Write every line of the records below as a JSON list of strings, one string per line, and leave out any blank lines.

-- Begin DATASET --

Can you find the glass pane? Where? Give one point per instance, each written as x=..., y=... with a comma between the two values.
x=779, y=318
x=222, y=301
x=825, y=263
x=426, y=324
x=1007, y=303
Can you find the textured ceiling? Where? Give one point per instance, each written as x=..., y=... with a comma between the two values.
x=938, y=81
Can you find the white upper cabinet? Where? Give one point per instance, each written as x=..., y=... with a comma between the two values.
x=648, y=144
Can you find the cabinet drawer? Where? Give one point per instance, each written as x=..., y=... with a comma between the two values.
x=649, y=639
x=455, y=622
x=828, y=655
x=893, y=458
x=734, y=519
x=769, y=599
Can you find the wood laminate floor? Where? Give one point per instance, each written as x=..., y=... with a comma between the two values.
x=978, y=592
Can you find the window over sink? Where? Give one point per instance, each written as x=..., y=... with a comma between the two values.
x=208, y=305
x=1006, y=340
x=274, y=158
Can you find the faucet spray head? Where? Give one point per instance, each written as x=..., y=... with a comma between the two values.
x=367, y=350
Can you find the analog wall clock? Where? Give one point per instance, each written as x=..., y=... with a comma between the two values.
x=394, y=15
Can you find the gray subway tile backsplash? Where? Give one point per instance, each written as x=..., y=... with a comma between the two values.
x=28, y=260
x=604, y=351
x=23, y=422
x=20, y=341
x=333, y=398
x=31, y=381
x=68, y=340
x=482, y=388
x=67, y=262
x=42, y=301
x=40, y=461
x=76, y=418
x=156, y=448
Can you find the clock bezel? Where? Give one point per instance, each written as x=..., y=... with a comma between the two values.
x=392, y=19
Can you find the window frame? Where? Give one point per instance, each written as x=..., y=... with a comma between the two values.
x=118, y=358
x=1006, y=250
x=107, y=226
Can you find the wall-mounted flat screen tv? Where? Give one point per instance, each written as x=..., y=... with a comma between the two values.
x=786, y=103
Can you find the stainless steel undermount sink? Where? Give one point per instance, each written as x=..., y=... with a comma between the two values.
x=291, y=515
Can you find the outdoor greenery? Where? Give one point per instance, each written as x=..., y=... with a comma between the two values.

-- End DATASET --

▶ _PROBLEM SOLUTION_
[
  "Can you find the glass pane? Where? Give one point per instance, each written as x=..., y=... with a comma between the two values.",
  "x=779, y=318",
  "x=222, y=301",
  "x=825, y=263",
  "x=426, y=324",
  "x=1007, y=303",
  "Can you find the textured ceiling? Where? Give one point per instance, each written as x=..., y=... with a comma between the two values.",
  "x=938, y=81",
  "Can you find the white upper cabinet? Where? Give one point per instance, each written as x=..., y=... with a comma between the two values.",
  "x=648, y=144",
  "Can you find the cabinet drawer? Where? Give one point per instance, each written as x=..., y=... with a comma between the two values.",
  "x=649, y=639",
  "x=455, y=622",
  "x=828, y=655",
  "x=893, y=458",
  "x=734, y=519",
  "x=769, y=599",
  "Can you find the wood laminate floor? Where? Give one point per instance, each written as x=..., y=... with a comma between the two values.",
  "x=978, y=592",
  "Can you find the window over sink? Where? Give one point per instance, each written as x=..., y=... with a comma between the two values.",
  "x=208, y=305",
  "x=1006, y=340",
  "x=274, y=158",
  "Can you find the faucet spray head? Where? Give one point per instance, each written as x=..., y=... with a comma between the two values.",
  "x=367, y=350",
  "Can you find the analog wall clock? Where? Give one point per instance, each written as x=..., y=... with a comma between the two values.",
  "x=394, y=15",
  "Can you find the gray subway tile backsplash? Where? Give one point per instance, each written as x=..., y=... with a comma between the two values.",
  "x=28, y=260",
  "x=604, y=351",
  "x=23, y=422",
  "x=20, y=341",
  "x=333, y=398",
  "x=31, y=381",
  "x=68, y=340",
  "x=482, y=388",
  "x=67, y=262",
  "x=42, y=301",
  "x=40, y=461",
  "x=76, y=418",
  "x=156, y=448",
  "Can you find the clock bezel? Where? Give one point per instance, each written as x=..., y=... with a comma between the two values.",
  "x=392, y=19",
  "Can you find the window frame? Where? Give one point per instance, each written as x=..., y=... with a comma between the two values.",
  "x=118, y=358",
  "x=1006, y=250",
  "x=107, y=226",
  "Can you find the wall-mounted flat screen tv? Where? Give one point per instance, each written as x=..., y=... with a comma between the two values.",
  "x=786, y=103",
  "Can you find the stainless steel undermount sink? Where? Give one point per instance, each written as x=..., y=... with a comma between the two values.",
  "x=291, y=515",
  "Can you find the outdoor greenery? Where? Give one point per instance, each written as x=..., y=... with a comma between the two values."
]